Given passage —
BEIJING – The international conference was supposed to gather some of the most promising and most established Asia studies scholars from across the world in lush Honolulu.
Instead, at least five Chinese scholars based in the People's Republic of China (PRC) were prevented from attending virtual events via Zoom, according to four people with direct knowledge of the matter.
They said Chinese security officers and education officials directly intervened, citing education regulations published during a global coronavirus pandemic which require all Chinese scholars to receive university permission to attend any international event in-person or online.
"After years of encouraging and funding PRC scholars to participate internationally, the intensifying controls of recent years are now full-scale, and academic work, at least on China, is to be quarantined from the world," said James Millward, a history professor at Georgetown University who attended the conference. "The doors have slammed shut fast."
The conference, which ended last weekend, was an annual gathering organized by the Association for Asian Studies (AAS), one of the largest membership-based organizations in the field. For emerging scholars as well as more senior academics, the conference is an opportunity to network and to hear the latest research on Asian countries across a variety of disciplines.
Because of the ongoing COVID pandemic, AAS decided this year to hold a mix of in-person events and online-only panels.
In one case, a group of police officers visited the home of a scholar in China after they had presented their research paper to an online Zoom panel earlier in the week, questioning the scholar for hours, in part because they considered the title of the paper "incorrect."
"It was deeply frightening," said one academic who attended the panel but requested anonymity to protect the identity of the scholar involved.
NPR reviewed the paper but is not publishing its title or subject to protect the identity of the writer. The paper did not touch on subjects which Chinese authorities normally consider sensitive, such as human rights, Tibet, Xinjiang or Hong Kong.
Chinese scholars on a separate virtual panel were also told by Chinese university administrators to cancel their presentations. Eventually, they emailed the other attendees to withdraw from the panel due to "medical reasons" but hoped to partake in AAS events again "in less sensitive times," according to two people with direct knowledge of the incident.
"Topics that have seemingly been considered nonpolitical are now being yanked or deemed not permissible to be exchanging with international colleagues," said another academic who attended the panel who also did not want to be named so as not to identify the Chinese scholars impacted.

Provided records —
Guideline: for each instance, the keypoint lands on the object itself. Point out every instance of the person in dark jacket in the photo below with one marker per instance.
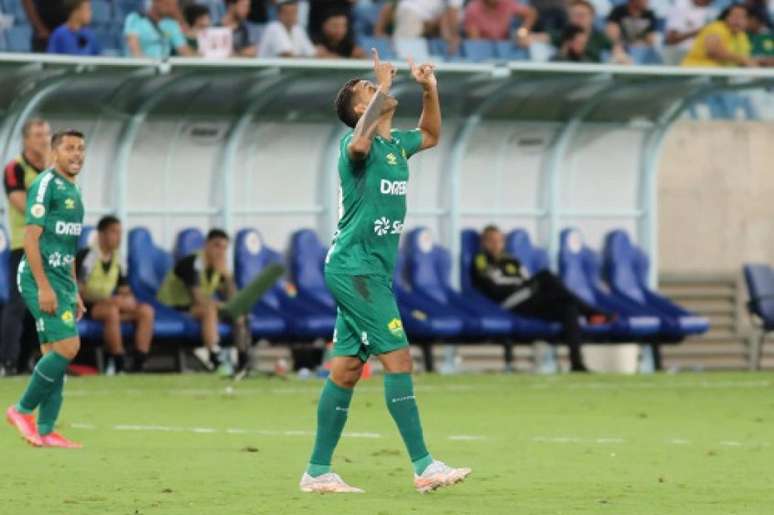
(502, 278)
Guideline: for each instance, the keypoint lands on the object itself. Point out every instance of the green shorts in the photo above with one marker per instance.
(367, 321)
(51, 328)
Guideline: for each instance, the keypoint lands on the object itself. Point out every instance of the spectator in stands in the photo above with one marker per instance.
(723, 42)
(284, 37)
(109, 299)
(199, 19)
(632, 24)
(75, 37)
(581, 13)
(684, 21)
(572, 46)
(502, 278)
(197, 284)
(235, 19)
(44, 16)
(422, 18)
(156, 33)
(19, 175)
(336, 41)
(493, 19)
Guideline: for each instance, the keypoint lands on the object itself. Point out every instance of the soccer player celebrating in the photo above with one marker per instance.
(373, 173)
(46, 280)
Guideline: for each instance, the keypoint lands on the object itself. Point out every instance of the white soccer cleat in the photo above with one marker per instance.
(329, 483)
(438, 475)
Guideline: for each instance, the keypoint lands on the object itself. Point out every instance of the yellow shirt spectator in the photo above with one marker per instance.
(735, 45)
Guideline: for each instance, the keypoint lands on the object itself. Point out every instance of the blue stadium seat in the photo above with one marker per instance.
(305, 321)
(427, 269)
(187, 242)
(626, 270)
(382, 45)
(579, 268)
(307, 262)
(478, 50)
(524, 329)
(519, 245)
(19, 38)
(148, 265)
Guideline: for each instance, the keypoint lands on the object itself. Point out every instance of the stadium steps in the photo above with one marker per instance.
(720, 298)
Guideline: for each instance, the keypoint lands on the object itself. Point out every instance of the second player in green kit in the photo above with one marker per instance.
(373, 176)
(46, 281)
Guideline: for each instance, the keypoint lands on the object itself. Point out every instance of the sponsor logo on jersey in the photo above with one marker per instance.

Instructions to follow — Update the part of the article on Chinese scholars above, starting with "In one case, a" and going on through "the scholar involved.", so that "alarming" takes the place of "frightening".

Written reply —
In one case, a group of police officers visited the home of a scholar in China after they had presented their research paper to an online Zoom panel earlier in the week, questioning the scholar for hours, in part because they considered the title of the paper "incorrect."
"It was deeply alarming," said one academic who attended the panel but requested anonymity to protect the identity of the scholar involved.